→ Exercise A
In the text below on Chirac's change in French nuclear doctrine, what French word was used for deterrence?
——
Well, one line has now been drawn in the sand.
Chirac's change in French nuclear doctrine is not trivial.
First, a brief history.
When looking at deterence, not everyone used the same words, and this gave insight into national charachter and what sort of role that politics plays in national plans for using nuclear weapons.
In the US, we use the word "deterrence", meaning, fundamentally, defending one's self and limiting the options of others in attacking.
In SovSpeak, the word was, transliterated, "ustrashenie", of instigating terror in the other.
In French it was "dissuasion", of persuading the other to adopt a point of view.
While you can't strictly build nuclear policy based on philological hermeneutics, it does give you some insight into what people meant: the US meant deterrence as a defensive posture, not allowing others to use all their threat options; the Russians intended their opponents to be terrified of the idea that the Russians would strike; the French place value on persuasion that it simply wasn't a good idea to use nukes against the French.
So what does the change in French doctrine mean?
The gauntlet has been thrown down.
Demographics are now politics. The Islamists, the proponents of a radical Islam, have clearly stated that they believe that they are using demographics as a weapon: they simply plan to outbreed the West, giving them, in their twisted world view, a right to be in charge.
Chirac has now told them that demographics isn't the only game in town: if you try and hide behind demographics, i.e. become the Maoist fish in water, then we will empty the pool and dry out the stream beds.
Good for Chirac, good for France: they have added two and two to get four, after the car-burnings of last year, to understand what the threat is.
On the other hand, the incentive to get nuclear weapons has just increased for the Islamists.
The major problem here is that the NPT has a fatal flaw, a false understanding that has led to this impasse. In agreeing to foresake the development of nuclear weapons, the non-nuclear signatories demanded - and got - a clause in the NPT that say that the nuclear powers will take steps to achieve nuclear disarmament. Not that they will do so, but rather that they would take steps to do so: this means not disarmament, but rather an end to the development of massive overkill raised to the nth degree.
——
→ Exercise B
Pull out every line of the records below that includes the word "player".
——
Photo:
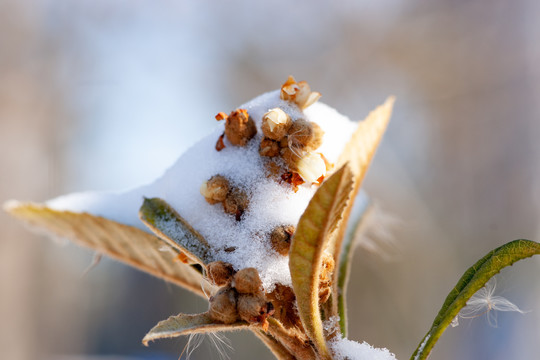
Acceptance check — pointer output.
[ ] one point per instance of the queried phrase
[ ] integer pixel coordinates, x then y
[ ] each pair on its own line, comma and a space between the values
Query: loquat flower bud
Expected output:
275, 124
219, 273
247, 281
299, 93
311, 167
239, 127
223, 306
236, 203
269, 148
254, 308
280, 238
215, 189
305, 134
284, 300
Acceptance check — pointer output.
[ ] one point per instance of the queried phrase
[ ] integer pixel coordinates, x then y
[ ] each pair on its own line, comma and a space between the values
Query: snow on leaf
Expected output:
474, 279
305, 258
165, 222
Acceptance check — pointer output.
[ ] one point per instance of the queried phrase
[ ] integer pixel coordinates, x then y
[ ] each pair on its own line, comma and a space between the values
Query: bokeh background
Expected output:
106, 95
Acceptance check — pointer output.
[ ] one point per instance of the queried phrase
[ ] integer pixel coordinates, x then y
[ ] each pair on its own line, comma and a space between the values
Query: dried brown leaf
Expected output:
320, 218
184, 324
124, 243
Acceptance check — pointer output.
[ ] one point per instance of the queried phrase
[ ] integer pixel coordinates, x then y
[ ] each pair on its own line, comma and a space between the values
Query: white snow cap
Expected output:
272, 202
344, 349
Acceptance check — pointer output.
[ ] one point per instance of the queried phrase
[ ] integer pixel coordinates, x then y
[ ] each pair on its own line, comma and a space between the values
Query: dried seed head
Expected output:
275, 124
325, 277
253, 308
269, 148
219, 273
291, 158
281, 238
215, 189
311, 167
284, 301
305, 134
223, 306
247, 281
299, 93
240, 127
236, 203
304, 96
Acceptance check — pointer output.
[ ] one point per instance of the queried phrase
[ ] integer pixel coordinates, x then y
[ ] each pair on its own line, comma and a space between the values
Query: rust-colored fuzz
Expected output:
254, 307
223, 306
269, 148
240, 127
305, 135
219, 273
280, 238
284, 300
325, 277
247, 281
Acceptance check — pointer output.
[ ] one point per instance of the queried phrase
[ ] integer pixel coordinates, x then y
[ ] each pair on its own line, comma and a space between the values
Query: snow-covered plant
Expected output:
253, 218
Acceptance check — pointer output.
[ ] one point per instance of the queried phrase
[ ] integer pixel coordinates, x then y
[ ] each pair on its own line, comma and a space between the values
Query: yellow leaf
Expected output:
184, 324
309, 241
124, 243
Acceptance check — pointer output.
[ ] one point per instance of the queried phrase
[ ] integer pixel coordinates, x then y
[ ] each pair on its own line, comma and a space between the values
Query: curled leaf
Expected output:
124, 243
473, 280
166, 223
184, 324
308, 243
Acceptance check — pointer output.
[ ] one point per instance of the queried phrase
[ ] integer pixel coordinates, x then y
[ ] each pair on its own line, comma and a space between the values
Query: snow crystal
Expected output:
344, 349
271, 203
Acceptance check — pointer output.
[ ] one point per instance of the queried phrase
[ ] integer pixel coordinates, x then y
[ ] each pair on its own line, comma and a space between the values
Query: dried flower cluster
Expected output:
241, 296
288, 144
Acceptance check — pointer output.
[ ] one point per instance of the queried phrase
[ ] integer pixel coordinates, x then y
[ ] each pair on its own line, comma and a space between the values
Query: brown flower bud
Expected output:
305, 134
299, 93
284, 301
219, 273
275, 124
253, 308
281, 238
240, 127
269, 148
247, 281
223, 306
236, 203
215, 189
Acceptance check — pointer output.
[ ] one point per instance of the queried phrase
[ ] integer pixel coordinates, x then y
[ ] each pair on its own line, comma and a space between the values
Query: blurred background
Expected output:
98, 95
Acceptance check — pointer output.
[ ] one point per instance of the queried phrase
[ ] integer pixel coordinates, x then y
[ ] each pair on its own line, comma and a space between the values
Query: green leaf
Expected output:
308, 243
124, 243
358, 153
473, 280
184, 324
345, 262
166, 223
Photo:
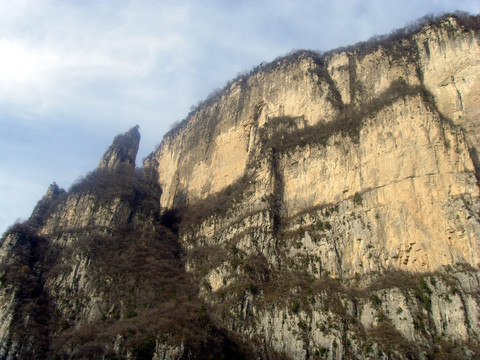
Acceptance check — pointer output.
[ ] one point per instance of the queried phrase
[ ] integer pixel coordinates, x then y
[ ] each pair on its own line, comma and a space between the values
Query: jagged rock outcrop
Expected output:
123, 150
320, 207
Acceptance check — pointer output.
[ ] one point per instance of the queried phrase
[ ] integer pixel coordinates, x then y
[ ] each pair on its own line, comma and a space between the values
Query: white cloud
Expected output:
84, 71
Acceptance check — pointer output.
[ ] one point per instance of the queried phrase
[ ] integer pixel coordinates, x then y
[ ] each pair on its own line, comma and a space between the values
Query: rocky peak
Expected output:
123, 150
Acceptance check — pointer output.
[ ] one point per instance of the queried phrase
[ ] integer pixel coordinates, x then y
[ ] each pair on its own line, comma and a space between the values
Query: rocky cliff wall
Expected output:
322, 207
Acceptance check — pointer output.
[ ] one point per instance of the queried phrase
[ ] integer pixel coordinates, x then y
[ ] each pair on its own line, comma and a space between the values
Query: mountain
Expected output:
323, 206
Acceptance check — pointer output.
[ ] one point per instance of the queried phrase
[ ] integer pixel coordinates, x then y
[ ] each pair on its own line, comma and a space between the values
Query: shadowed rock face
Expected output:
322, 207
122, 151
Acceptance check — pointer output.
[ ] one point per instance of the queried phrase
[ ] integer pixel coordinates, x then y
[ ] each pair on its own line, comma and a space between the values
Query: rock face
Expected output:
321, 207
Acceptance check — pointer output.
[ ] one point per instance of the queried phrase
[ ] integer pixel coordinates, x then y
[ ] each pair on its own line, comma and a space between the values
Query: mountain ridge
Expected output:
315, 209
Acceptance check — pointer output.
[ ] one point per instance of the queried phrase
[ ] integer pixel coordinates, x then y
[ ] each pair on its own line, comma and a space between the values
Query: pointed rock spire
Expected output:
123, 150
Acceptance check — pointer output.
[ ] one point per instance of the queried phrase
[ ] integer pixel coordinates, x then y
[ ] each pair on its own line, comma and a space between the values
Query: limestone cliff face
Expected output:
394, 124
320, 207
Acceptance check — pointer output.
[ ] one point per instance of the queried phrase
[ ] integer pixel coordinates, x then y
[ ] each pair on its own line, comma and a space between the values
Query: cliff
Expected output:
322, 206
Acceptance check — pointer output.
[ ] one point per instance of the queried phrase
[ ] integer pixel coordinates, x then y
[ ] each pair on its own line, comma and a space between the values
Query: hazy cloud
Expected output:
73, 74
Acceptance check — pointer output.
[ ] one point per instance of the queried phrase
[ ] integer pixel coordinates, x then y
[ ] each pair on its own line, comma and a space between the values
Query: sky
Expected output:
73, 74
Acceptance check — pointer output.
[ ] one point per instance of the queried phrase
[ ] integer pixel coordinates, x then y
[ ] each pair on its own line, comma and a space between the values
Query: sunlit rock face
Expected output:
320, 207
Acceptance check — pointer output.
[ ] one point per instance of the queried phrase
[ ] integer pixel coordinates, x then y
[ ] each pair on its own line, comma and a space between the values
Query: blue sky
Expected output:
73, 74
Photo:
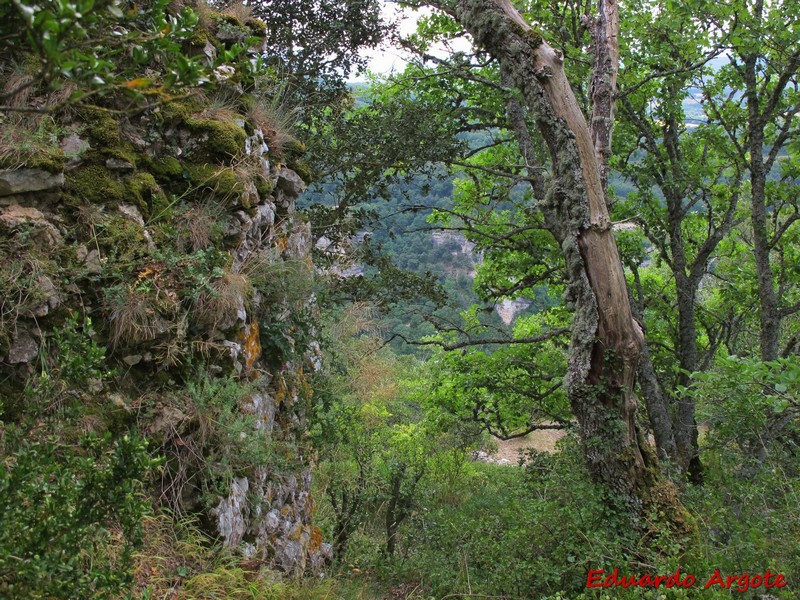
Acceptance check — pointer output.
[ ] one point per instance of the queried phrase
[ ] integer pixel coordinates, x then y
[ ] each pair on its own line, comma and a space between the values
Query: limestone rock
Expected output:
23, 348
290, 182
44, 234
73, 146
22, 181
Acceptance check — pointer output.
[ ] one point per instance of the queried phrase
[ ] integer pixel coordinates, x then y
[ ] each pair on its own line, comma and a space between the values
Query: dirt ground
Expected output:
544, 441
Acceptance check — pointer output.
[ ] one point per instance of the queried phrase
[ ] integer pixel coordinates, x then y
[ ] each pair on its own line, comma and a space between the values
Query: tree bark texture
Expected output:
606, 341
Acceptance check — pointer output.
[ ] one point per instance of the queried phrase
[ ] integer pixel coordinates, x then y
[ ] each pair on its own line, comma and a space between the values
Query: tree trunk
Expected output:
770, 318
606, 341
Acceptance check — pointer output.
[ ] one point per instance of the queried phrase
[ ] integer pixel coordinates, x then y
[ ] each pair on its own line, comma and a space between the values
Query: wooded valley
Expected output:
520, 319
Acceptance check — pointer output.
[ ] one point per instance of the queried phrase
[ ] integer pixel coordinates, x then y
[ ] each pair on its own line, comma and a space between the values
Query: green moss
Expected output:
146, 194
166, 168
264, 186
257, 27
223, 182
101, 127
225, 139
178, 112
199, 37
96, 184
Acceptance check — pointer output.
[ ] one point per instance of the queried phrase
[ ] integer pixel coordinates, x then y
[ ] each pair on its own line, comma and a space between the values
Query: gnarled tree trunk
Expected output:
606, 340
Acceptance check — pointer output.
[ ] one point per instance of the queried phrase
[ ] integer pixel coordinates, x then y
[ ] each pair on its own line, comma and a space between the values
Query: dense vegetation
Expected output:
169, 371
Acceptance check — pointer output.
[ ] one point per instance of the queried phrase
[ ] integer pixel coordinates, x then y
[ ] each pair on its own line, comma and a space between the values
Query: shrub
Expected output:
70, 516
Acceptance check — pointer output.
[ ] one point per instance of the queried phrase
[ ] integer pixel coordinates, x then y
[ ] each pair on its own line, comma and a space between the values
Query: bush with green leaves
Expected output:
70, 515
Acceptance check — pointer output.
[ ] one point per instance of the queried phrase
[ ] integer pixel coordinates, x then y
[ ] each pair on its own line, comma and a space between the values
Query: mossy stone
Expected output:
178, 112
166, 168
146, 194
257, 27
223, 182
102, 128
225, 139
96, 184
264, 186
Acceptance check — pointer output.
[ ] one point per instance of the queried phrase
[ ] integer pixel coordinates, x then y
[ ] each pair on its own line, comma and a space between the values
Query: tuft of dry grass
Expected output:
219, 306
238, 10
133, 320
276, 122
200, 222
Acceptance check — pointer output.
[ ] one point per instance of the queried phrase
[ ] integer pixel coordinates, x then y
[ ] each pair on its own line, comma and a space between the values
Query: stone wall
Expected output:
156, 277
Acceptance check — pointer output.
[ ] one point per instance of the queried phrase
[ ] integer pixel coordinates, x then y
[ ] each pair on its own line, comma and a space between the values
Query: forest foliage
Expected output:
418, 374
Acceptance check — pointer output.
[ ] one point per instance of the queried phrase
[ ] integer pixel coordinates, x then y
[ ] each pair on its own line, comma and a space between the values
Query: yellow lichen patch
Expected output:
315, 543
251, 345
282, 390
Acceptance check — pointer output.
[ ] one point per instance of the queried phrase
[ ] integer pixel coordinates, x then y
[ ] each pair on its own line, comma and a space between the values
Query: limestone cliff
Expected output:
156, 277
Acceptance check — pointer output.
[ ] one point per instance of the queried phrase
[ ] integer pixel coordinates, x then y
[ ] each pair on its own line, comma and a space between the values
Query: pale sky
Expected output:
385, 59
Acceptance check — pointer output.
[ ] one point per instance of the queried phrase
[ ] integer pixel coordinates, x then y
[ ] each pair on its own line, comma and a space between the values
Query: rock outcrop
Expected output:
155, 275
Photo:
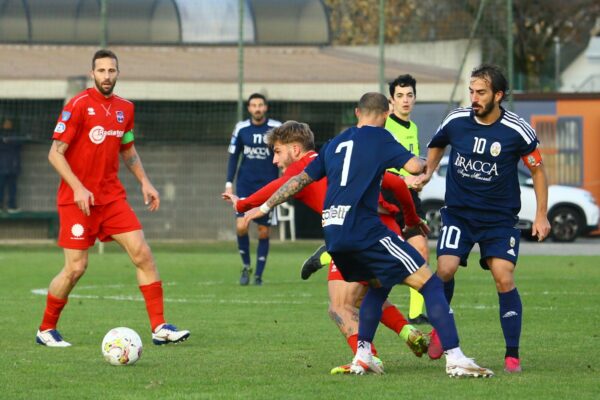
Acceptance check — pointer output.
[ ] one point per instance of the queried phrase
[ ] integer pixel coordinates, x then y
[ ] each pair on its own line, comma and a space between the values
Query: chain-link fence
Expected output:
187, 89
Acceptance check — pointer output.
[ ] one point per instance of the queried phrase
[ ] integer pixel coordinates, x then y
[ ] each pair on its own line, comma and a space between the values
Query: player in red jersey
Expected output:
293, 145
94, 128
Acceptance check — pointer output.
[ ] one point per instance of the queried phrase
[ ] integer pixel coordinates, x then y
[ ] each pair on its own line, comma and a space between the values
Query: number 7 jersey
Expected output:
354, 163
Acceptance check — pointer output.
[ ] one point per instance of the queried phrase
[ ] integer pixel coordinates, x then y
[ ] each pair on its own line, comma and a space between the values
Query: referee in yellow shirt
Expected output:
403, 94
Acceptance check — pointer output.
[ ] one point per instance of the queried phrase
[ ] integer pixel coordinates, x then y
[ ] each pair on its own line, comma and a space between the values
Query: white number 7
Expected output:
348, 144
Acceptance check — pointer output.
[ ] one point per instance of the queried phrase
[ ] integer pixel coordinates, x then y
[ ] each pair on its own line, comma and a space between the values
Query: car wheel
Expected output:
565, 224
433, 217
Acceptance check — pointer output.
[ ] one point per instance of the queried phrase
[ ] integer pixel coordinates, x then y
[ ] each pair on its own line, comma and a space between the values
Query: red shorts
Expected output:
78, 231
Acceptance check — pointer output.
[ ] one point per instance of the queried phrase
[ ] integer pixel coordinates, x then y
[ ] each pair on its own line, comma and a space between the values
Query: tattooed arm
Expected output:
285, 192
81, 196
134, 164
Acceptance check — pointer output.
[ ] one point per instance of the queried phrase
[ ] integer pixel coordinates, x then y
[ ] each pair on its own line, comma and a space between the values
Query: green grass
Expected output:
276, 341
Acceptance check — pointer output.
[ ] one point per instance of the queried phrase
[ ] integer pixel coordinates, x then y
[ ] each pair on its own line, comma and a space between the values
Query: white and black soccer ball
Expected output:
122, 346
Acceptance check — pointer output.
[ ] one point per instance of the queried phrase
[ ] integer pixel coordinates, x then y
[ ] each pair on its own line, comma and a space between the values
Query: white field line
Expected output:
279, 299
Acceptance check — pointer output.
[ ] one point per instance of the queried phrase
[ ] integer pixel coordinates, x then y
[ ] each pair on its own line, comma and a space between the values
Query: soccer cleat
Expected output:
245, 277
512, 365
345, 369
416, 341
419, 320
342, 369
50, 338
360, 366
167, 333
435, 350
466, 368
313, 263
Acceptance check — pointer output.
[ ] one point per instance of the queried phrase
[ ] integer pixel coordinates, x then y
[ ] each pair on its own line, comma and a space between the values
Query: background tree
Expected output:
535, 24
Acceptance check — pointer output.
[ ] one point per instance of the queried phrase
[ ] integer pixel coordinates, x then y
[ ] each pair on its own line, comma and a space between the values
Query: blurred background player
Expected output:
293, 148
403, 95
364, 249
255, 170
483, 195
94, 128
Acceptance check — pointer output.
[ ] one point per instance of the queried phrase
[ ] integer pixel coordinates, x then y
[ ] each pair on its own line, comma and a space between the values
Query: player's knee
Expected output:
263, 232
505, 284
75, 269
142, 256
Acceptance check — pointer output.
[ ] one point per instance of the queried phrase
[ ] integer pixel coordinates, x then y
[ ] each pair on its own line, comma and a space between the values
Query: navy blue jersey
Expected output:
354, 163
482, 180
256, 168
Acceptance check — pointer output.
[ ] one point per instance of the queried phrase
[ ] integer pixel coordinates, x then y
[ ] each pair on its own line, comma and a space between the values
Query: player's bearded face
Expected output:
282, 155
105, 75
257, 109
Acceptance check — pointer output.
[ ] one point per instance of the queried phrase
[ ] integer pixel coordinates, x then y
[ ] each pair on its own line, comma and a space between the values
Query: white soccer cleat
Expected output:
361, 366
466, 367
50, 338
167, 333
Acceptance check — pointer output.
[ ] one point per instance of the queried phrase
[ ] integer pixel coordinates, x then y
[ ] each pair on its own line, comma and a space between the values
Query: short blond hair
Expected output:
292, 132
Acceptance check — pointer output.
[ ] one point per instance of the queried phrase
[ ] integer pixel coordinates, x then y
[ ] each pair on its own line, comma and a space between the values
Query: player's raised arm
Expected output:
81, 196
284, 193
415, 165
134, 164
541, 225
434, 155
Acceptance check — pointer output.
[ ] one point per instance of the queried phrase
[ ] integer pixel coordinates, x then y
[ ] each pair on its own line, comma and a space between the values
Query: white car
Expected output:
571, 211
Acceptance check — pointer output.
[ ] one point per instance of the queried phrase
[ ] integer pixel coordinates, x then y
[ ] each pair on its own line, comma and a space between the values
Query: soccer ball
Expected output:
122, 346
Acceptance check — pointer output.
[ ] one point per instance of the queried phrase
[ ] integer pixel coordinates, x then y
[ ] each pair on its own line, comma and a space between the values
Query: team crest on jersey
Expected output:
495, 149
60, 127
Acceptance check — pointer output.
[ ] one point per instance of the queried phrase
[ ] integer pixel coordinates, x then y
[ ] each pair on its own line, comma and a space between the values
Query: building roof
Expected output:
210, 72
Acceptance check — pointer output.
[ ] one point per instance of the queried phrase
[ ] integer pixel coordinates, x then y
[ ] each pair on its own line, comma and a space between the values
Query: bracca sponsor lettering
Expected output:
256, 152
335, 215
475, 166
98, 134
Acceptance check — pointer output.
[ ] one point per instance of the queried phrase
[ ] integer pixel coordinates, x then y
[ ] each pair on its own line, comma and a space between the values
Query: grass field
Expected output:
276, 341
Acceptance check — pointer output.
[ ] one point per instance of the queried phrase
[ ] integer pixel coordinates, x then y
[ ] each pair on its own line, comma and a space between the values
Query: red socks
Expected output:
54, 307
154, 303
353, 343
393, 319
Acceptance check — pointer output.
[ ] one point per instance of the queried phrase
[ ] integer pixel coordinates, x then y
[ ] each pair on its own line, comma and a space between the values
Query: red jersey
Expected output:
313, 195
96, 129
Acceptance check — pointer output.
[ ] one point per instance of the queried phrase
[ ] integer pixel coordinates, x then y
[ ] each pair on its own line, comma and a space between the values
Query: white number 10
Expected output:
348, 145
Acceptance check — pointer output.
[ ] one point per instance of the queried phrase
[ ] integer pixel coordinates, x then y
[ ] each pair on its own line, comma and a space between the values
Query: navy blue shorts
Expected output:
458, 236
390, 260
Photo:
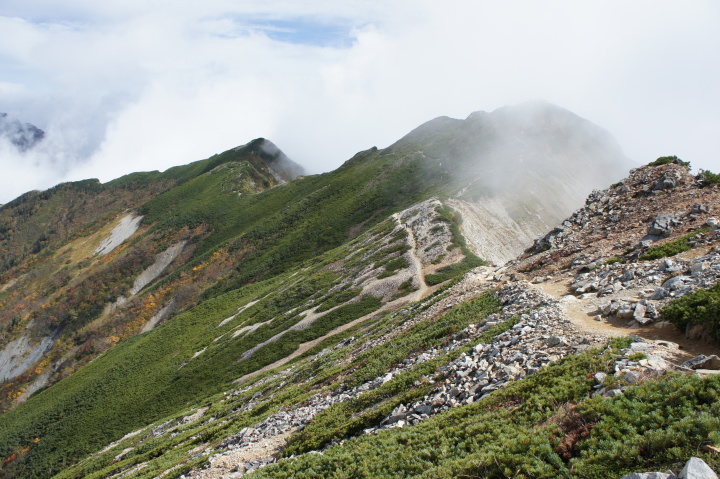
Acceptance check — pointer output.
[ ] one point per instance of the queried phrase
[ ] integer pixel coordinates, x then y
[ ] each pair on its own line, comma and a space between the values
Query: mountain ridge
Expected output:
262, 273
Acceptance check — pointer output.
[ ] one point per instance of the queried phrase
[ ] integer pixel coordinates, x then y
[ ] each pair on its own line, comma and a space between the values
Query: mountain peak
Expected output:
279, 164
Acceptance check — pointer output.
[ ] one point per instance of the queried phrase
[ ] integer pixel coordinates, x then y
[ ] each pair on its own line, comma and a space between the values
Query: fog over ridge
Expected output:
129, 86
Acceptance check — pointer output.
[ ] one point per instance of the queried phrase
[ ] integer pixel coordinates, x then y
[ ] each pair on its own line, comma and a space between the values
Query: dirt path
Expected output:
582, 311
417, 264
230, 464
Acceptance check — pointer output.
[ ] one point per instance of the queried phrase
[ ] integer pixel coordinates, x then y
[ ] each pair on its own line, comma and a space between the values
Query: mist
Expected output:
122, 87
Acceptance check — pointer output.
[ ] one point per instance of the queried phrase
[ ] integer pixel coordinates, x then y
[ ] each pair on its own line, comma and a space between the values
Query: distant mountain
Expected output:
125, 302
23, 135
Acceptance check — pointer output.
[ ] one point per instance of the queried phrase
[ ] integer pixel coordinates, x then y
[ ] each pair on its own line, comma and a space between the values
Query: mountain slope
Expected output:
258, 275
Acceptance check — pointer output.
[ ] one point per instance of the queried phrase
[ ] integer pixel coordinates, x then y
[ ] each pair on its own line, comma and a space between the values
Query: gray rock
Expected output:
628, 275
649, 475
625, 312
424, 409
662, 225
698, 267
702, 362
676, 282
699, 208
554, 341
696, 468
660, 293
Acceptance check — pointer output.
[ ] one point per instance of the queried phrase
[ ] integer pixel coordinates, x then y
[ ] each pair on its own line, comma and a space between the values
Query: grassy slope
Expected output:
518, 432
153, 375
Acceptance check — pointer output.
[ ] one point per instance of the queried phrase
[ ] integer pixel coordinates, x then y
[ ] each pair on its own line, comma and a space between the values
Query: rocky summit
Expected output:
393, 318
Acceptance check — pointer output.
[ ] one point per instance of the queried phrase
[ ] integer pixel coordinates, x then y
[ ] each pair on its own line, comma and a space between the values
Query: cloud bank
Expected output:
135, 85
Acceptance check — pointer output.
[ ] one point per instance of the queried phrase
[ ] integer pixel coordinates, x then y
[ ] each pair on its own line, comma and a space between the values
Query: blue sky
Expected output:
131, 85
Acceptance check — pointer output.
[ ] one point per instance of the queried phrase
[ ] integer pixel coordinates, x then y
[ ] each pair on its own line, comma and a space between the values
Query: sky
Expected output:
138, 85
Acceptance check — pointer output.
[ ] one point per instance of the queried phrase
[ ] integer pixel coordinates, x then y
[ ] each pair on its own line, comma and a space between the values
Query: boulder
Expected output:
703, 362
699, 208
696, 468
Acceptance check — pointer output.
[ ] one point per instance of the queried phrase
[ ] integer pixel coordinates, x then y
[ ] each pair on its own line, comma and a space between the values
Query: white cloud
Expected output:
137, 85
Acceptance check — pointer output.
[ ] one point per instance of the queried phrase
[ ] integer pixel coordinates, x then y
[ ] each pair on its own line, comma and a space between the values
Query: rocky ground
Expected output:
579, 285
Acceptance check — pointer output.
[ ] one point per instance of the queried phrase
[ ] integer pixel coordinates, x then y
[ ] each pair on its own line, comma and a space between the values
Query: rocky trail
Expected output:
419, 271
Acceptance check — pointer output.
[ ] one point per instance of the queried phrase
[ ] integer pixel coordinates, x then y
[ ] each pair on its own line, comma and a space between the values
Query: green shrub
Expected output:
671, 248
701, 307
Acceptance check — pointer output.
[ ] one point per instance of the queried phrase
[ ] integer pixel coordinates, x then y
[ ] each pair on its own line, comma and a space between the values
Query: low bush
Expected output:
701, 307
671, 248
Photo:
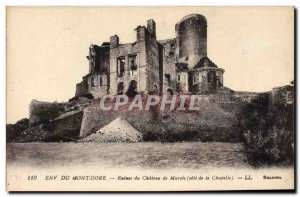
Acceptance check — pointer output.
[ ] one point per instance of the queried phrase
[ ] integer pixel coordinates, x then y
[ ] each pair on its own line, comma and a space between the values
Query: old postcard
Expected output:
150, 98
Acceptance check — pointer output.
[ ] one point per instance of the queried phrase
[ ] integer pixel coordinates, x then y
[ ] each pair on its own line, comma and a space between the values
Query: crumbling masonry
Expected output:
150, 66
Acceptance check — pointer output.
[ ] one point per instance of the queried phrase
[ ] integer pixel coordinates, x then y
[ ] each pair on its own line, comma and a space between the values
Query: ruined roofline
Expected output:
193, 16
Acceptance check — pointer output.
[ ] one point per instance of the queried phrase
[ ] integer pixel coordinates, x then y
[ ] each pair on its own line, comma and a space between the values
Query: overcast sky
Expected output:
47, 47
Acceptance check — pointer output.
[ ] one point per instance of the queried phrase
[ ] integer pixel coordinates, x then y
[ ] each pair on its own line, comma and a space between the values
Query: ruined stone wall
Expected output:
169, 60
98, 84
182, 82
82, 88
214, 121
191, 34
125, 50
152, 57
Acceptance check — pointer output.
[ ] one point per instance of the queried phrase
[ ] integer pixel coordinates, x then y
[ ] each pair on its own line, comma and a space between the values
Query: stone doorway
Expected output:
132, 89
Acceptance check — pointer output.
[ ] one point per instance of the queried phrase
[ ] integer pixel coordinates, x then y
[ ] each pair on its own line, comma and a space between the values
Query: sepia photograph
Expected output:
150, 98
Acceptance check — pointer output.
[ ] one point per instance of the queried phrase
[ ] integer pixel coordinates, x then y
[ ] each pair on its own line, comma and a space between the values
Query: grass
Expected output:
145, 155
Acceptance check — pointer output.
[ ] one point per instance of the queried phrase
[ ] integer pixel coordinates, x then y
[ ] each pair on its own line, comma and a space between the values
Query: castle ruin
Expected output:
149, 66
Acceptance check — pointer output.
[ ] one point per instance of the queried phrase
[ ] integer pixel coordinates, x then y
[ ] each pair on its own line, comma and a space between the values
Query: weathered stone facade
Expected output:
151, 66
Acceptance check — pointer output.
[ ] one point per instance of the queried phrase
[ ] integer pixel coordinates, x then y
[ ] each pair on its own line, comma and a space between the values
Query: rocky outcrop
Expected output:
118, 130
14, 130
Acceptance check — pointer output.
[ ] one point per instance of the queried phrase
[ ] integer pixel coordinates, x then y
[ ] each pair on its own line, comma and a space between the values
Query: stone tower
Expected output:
——
→ Correct response A
Dissuasion

→ Correct response B
Query: player in red jersey
Query: blurred background player
Query: player's knee
Query: player's bearded face
Query: player's raised arm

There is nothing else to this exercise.